*Estratto della pagina*:
══════
La fattoria dei nostri sogni è un documentario autobiografico (girato nel corso di otto anni) e nello stesso tempo una narrazione che appassiona, perché sa farci vivere emotivamente, dall’inizio alla fine, l’avventura dei due protagonisti. Il documentario è disponibile in streaming su PrimeVideo.
La fattoria dei nostri sogni la trama
John e Molly Chester, lui cameraman di paesaggi naturali, lei chef salutista, lasciano la città per trasformarsi in contadini e allevatori, senza esperienza alcuna, ma con un’ incrollabile certezza: daranno vita ad una fattoria in cui animali e piante verranno rispettati nei loro ritmi e nella loro specificità. Rilevano un terreno a cento chilometri da Los Angeles, aridissimo, e scommettono con incredibile forza di volontà. Duecento acri. Forse perché noi non sappiamo misurarli, sembrano davvero tanti nelle riprese aeree, dello stesso John Chester.
La fattoria dei nostri sogni: ogni dettaglio ha il suo fascino
Giustificano il titolo originale, The Biggest Little Farm, che gioca con l’idea delle vaste dimensioni da una parte e di quelle piccole dall’altra. In alcuni momenti, infatti, vengono inquadrati da vicino fiori piante animali, a caricare di fascino e significato il dettaglio, anch’esso funzionale all’armonia dell’ambiente. Bellissime immagini in cui non si ammira il virtuosismo della fotografia, bensì quello della natura stessa che sa regalarci piccoli grandi spettacoli.
══════
*Righe riportate*:
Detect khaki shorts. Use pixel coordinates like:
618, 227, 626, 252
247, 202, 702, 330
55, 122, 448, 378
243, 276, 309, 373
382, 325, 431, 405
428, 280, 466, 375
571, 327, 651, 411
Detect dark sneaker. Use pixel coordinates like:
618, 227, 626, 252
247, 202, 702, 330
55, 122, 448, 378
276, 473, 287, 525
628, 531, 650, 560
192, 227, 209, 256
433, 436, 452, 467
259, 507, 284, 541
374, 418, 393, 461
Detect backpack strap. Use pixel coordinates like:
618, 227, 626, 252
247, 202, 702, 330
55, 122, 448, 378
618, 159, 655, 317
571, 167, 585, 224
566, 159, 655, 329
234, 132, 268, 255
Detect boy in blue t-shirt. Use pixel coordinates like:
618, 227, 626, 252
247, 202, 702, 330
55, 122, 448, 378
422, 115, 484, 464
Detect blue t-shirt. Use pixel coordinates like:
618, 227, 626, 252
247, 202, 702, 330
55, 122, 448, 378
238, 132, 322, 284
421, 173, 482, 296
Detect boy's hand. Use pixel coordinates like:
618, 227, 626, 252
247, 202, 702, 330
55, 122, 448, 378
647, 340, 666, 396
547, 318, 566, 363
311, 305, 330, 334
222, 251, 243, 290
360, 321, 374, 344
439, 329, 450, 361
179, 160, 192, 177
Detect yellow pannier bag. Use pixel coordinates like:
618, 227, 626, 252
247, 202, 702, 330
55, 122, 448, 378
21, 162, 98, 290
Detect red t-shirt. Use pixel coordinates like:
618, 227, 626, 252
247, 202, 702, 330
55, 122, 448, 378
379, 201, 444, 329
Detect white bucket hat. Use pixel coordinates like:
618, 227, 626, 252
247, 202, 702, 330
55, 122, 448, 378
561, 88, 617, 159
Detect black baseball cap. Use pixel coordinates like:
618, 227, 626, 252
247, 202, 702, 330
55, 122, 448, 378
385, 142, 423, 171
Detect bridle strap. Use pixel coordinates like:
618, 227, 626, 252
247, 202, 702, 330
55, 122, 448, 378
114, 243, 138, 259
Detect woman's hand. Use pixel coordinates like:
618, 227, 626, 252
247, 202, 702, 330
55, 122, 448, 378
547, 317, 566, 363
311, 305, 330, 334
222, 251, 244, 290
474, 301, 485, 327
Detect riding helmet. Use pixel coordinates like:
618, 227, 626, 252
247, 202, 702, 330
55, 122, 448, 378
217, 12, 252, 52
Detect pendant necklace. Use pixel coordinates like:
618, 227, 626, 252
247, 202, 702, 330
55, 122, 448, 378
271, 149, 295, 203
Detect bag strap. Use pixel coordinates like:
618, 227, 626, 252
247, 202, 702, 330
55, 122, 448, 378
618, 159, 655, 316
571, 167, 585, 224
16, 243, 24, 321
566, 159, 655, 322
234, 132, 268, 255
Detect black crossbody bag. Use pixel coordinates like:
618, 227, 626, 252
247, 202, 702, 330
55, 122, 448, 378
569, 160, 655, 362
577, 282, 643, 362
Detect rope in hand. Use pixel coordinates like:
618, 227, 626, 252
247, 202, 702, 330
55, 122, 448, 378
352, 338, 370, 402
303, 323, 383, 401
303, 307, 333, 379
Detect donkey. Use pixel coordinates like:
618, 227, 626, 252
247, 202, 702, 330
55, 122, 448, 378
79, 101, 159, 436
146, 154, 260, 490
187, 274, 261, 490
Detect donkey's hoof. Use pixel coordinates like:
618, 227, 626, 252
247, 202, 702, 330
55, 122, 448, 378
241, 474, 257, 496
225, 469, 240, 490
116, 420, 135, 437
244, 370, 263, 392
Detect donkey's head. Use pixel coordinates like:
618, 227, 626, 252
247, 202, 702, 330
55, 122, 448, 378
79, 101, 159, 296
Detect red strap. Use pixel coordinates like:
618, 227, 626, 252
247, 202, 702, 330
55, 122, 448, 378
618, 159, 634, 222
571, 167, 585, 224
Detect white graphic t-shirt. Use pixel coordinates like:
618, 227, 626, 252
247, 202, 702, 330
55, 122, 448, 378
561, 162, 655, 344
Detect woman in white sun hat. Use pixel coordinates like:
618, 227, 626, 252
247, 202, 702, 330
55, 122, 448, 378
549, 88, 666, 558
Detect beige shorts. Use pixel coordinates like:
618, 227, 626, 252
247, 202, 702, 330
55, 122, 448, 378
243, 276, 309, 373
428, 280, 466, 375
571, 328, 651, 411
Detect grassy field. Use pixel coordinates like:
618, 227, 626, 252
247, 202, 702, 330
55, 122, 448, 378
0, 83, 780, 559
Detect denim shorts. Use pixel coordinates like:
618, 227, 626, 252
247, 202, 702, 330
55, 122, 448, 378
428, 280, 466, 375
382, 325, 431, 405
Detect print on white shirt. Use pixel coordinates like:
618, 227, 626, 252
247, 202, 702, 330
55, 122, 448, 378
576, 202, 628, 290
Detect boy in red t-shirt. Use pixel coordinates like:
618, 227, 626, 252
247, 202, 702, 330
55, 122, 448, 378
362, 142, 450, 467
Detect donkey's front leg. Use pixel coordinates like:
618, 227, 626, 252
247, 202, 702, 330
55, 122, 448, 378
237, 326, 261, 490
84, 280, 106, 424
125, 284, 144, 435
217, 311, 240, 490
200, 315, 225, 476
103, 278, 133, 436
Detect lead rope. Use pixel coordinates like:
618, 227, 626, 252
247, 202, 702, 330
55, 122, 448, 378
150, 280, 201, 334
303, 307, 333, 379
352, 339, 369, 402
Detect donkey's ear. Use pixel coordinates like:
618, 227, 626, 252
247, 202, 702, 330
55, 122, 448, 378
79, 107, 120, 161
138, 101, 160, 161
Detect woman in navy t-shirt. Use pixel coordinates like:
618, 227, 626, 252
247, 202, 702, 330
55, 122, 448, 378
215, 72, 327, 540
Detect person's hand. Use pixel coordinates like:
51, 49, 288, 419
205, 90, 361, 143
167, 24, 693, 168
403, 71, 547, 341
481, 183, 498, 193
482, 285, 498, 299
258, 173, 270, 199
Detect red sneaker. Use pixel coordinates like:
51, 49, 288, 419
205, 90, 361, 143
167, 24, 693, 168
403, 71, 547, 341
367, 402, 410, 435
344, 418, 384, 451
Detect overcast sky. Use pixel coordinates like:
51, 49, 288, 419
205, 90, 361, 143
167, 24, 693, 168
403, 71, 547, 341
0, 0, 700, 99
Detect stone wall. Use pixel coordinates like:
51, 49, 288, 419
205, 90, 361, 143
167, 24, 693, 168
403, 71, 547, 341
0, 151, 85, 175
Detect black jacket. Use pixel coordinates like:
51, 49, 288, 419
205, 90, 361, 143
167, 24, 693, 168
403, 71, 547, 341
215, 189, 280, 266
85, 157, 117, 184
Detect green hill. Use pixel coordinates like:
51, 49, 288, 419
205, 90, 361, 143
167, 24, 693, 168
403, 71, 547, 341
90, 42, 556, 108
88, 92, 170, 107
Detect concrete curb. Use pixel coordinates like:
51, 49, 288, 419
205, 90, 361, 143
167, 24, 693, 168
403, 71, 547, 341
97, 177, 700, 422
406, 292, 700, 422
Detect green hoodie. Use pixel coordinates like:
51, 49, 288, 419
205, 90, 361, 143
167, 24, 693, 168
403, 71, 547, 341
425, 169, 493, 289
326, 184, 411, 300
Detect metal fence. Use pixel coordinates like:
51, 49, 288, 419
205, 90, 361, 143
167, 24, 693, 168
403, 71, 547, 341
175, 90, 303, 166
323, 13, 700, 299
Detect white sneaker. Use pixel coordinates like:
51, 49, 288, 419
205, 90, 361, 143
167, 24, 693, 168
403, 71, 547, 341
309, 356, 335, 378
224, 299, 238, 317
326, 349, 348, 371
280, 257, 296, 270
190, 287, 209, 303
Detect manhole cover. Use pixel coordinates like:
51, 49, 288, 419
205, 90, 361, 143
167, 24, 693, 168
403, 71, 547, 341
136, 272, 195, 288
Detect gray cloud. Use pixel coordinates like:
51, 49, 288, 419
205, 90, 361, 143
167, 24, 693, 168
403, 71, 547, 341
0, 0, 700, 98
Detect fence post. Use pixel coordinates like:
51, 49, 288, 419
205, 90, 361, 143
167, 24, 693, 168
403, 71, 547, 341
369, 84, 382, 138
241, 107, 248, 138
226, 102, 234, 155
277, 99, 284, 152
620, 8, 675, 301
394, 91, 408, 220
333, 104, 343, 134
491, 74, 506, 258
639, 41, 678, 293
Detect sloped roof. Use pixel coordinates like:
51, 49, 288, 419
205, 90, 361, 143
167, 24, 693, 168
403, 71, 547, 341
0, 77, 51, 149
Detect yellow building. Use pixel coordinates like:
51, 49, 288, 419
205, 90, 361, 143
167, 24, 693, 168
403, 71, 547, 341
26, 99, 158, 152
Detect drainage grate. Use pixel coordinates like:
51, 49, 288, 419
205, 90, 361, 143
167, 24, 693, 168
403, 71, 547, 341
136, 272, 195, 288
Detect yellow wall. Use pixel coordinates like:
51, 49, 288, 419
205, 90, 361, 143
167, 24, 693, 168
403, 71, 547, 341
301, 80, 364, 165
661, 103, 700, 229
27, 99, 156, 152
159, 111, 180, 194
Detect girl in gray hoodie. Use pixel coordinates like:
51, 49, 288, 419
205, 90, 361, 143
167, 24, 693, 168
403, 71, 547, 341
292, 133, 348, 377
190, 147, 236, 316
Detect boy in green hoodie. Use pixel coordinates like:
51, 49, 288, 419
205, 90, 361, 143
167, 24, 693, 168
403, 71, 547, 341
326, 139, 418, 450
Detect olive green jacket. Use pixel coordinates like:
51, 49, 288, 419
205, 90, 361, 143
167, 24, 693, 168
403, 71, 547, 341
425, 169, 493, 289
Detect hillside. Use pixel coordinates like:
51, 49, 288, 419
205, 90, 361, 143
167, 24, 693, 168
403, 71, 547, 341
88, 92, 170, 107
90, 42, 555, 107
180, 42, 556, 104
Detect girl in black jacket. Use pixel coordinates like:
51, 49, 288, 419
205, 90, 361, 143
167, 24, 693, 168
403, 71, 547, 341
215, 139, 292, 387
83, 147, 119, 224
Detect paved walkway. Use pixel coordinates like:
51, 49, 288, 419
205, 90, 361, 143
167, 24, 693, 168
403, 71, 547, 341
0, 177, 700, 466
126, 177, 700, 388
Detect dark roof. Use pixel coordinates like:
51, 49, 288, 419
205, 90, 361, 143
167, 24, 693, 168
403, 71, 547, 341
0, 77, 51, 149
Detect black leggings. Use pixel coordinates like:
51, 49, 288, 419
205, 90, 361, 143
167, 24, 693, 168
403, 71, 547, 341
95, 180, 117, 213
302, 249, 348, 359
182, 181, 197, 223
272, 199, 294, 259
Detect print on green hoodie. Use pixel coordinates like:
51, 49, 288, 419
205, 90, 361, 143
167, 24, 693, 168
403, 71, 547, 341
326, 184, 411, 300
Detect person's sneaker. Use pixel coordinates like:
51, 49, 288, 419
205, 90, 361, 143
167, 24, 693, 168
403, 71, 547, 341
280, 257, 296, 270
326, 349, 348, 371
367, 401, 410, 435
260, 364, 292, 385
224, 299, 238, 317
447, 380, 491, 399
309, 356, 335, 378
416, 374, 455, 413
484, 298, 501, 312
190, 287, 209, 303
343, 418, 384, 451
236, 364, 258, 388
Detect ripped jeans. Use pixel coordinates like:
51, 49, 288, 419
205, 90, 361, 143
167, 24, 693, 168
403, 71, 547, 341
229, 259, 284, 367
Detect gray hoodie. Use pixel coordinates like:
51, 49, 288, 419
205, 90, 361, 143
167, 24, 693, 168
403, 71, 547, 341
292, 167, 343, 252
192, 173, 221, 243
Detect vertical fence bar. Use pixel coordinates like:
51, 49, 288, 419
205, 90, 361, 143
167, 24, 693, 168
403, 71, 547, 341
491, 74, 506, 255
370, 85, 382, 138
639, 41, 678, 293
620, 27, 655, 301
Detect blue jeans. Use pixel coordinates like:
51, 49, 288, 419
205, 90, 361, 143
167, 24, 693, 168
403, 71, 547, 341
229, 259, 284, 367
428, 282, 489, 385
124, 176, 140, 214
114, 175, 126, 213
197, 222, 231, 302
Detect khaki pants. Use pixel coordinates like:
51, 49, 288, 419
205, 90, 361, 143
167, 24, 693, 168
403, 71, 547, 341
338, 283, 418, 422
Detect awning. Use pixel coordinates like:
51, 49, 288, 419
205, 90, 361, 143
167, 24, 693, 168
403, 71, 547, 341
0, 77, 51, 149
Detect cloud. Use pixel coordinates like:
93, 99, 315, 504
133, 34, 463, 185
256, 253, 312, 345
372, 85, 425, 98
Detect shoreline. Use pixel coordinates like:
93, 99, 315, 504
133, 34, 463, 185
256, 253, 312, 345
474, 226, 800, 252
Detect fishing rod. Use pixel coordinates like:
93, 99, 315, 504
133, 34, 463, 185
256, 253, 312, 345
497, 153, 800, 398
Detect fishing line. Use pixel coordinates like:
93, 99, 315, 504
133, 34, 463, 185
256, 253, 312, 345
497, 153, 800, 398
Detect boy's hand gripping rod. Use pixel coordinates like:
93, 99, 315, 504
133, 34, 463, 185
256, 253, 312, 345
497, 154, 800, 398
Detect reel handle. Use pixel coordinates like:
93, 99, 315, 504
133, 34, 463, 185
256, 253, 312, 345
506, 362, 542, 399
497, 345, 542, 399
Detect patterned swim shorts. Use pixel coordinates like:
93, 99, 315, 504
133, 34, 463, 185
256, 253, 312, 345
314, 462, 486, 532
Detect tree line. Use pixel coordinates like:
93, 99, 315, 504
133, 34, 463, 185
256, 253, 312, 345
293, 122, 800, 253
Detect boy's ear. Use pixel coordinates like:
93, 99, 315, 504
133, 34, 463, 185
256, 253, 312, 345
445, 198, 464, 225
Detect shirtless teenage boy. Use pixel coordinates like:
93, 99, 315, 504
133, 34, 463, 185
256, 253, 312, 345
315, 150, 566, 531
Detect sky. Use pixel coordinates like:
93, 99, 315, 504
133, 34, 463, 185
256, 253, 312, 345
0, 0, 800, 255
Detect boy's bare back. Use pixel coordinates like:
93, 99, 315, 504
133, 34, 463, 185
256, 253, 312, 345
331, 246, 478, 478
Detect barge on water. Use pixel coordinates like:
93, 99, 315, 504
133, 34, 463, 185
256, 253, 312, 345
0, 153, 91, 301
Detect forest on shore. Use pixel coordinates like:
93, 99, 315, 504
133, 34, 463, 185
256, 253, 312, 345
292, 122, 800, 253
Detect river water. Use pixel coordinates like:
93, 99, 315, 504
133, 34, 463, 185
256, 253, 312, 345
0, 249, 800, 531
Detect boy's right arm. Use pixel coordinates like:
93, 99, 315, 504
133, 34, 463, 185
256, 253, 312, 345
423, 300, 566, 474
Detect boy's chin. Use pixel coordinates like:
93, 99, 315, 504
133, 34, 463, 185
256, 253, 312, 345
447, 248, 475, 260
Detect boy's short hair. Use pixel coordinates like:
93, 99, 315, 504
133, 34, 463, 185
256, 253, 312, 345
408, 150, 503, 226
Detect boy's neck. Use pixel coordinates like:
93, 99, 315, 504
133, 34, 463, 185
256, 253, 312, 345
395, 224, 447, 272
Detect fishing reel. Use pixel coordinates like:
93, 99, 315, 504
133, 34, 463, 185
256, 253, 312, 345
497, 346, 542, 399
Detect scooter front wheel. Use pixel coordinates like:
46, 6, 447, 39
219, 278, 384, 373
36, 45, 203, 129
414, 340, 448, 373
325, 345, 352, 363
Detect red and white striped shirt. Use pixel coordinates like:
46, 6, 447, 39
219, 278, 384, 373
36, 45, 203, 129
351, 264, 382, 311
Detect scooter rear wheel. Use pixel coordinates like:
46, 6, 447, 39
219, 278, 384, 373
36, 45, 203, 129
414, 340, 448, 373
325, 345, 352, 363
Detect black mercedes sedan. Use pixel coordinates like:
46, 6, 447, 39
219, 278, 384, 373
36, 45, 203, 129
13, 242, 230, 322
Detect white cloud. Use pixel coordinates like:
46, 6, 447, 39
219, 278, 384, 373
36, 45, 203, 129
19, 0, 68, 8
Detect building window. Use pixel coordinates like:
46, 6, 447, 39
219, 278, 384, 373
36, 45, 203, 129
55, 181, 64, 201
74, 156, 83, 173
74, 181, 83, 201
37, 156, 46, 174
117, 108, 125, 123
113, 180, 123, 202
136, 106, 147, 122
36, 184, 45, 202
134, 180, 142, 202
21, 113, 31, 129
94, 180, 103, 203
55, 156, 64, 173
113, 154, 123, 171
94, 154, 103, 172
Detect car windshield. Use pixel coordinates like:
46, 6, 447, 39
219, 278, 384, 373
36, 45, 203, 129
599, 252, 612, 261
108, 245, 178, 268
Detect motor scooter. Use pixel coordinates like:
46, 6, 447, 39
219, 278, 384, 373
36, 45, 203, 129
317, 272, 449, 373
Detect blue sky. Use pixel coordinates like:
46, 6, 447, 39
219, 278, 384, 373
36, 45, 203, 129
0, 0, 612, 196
══════
*Consegna 1*: Riscrivi sotto forma di elenco puntato il paragrafo dell'estratto sul documentario che comincia con "John e Molly Chester", conservandone i fatti principali.
*Consegna 2*: Indica se ciascuna affermazione concorda con l'estratto sul documentario, rispondendo sì o no e citando le parole decisive del testo: (a) il terreno si trova a cento chilometri da Los Angeles; (b) i due protagonisti avevano già esperienza come contadini; (c) il documentario è stato girato nell'arco di otto anni.
*Consegna 3*: Prosegui l'estratto sul documentario a partire dalla sua ultima frase.
Le righe costituiscono un materiale a sé, distinto dall'estratto sul documentario.

*Risposta 1*:
- John Chester è un cameraman di paesaggi naturali e Molly Chester una chef salutista.
- Lasciano la città per diventare contadini e allevatori, senza alcuna esperienza.
- Sono certi di voler creare una fattoria che rispetti i ritmi e la specificità di animali e piante.
- Rilevano un terreno aridissimo di duecento acri, a cento chilometri da Los Angeles.
- Le riprese aeree sono dello stesso John Chester.

*Risposta 2*:
(a) Sì: "Rilevano un terreno a cento chilometri da Los Angeles".
(b) No: "senza esperienza alcuna".
(c) Sì: "girato nel corso di otto anni".

*Risposta 3*:
Il progetto dei Chester piace e vedrà la partecipazione di alcuni coraggiosi finanziatori (i soldi del primo anno, però, ahinoi, finiscono già nei primi sei mesi), e di molti giovani volontari. È impressionante come la natura sia insieme sfida e gratificazione nella quotidianità di cittadini che la maneggiano per la prima volta. Ma anche per noi spettatori che partecipiamo a questa impresa vecchia come il mondo, vista con occhi completamente nuovi. Certo, da soli, non ce l’avrebbero fatta. Il loro mentore è Alan York, esperto di ecologia e biodiversità. Insegna loro molti segreti della natura, ma quando Alan muore, devono farcela da soli. Gli incidenti di percorso sono sconfortanti, dalle lumache che mangiano tutte le foglie degli alberi, agli uccelli che ne gustano i frutti, rovinando sistematicamente il raccolto delle pesche. Peggio di ogni cosa, le incursioni dei coyote, che imperversano quasi azzerando il numero delle galline. Qualche successo fortuito e il ricordo delle lezioni di Alan conducono John e Molly a intuire che la natura va ascoltata se se ne vogliono svelare i misteri. Rispettandola, si possono tentare soluzioni creative, trovare esiti positivi, accedere alla sua indecifrabilità. Senza retorica, ci viene spiegato che al suo interno si trovano le risposte, se non ci si perde d’animo ai primi fallimenti.
Un cantico alla Natura
Il risultato è un cantico alla Natura che convince più di qualsiasi trattato ecologista, soprattutto se confrontiamo Apricot Lane (questo il nome della tenuta) con le monoculture circostanti. È un messaggio forte di sostenibilità che riguarda la terra coltivata biologicamente. Ma anche una testimonianza su come affrontare gli inconvenienti della vita, riprendendosi dai fallimenti e perseguendo un progetto totalizzante, quando si crede nel suo valore. Un esempio poi del giusto approccio al mondo che ci circonda: di ascolto e attenzione, umiltà e coraggio, perseveranza, disponibilità d’animo nell’accogliere la seduzione della natura e della vita tutta.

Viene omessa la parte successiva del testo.